═════ Exercise data
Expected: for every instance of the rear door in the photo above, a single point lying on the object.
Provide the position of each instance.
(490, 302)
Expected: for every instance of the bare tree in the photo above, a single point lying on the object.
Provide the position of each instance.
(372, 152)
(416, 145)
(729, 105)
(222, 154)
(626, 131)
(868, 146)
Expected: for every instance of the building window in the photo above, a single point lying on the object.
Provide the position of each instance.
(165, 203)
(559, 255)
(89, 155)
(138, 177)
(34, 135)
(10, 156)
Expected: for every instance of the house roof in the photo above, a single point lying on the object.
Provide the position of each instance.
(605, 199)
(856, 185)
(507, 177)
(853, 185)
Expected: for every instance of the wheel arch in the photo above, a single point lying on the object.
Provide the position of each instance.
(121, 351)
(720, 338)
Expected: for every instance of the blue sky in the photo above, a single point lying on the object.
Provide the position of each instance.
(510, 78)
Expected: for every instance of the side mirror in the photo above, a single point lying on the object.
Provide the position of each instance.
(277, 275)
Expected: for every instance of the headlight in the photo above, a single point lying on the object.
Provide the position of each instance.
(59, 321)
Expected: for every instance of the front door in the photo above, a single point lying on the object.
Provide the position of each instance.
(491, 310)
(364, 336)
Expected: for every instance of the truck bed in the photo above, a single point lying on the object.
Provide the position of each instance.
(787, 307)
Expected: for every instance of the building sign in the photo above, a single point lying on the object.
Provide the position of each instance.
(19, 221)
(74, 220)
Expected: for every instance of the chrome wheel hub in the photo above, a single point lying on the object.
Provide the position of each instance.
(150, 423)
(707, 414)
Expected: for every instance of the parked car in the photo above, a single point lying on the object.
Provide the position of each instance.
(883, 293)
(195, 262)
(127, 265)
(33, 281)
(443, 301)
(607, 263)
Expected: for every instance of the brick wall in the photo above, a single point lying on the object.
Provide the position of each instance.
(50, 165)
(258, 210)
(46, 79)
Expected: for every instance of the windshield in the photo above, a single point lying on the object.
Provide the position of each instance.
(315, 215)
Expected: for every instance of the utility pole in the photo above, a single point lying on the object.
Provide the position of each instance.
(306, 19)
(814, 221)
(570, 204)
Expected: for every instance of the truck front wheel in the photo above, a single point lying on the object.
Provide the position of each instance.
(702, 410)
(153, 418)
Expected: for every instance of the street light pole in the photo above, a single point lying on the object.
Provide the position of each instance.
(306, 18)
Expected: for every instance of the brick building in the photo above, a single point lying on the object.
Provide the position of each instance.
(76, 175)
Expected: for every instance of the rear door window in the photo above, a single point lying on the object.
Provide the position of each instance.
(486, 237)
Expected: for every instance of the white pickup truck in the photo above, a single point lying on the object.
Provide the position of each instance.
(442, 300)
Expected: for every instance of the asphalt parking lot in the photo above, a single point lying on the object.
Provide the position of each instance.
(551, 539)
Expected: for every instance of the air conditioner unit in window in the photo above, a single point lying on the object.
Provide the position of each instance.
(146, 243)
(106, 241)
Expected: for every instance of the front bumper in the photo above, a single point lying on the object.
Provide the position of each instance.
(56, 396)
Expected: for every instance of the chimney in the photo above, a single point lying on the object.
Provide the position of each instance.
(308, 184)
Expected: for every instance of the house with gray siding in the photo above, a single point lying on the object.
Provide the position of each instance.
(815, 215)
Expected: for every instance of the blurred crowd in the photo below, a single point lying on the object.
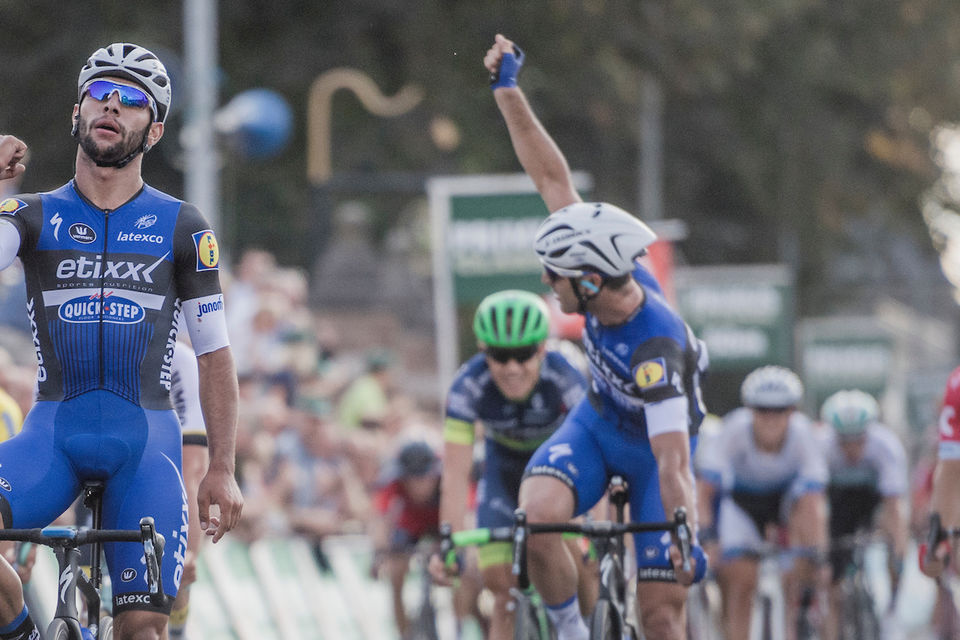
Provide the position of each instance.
(317, 422)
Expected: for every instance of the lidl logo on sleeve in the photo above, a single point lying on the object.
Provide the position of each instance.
(11, 205)
(651, 373)
(208, 252)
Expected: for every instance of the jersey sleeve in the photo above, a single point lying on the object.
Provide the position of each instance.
(197, 268)
(814, 472)
(22, 212)
(893, 465)
(185, 395)
(949, 422)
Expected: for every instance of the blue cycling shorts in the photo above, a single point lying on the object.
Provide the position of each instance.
(585, 452)
(135, 451)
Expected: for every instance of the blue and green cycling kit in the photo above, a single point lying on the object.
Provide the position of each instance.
(513, 430)
(645, 381)
(106, 292)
══════════
## Directions for this task
On how many lines of the records above does the word "pole" appear? Answer with only that number.

## Answer to the problem
2